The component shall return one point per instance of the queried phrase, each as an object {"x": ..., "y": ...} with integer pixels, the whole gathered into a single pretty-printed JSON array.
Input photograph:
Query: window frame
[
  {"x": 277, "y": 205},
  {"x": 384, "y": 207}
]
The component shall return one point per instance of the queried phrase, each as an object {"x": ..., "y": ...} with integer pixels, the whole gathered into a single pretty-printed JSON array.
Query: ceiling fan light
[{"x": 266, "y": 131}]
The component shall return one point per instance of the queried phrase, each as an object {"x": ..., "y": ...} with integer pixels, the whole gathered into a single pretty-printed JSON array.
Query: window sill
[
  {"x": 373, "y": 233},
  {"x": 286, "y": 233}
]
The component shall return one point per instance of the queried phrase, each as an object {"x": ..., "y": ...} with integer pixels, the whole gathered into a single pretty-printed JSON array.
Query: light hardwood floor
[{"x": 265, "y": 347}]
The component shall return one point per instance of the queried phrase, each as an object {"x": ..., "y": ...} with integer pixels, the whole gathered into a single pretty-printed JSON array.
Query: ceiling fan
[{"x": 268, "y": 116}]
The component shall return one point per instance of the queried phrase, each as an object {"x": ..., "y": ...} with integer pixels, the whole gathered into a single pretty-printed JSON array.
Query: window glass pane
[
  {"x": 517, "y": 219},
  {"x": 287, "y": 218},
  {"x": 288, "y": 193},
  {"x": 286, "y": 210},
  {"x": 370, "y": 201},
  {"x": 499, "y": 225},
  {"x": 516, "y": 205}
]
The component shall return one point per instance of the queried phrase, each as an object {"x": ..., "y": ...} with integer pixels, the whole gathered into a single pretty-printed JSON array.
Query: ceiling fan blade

--------

WHAT YOU WILL DO: Set down exactly the line that holds "Query: window glass pane" and all lines after it to the end of the data.

RESULT:
Query: window glass pane
[
  {"x": 517, "y": 219},
  {"x": 287, "y": 218},
  {"x": 288, "y": 193},
  {"x": 286, "y": 210},
  {"x": 370, "y": 201},
  {"x": 499, "y": 225},
  {"x": 516, "y": 205}
]
The component shall return one point per instance of the queried phrase, each as an object {"x": ..., "y": ...} with integer pixels, the whole gathered into a single pretty-printed JSON array.
Query: ceiling fan blade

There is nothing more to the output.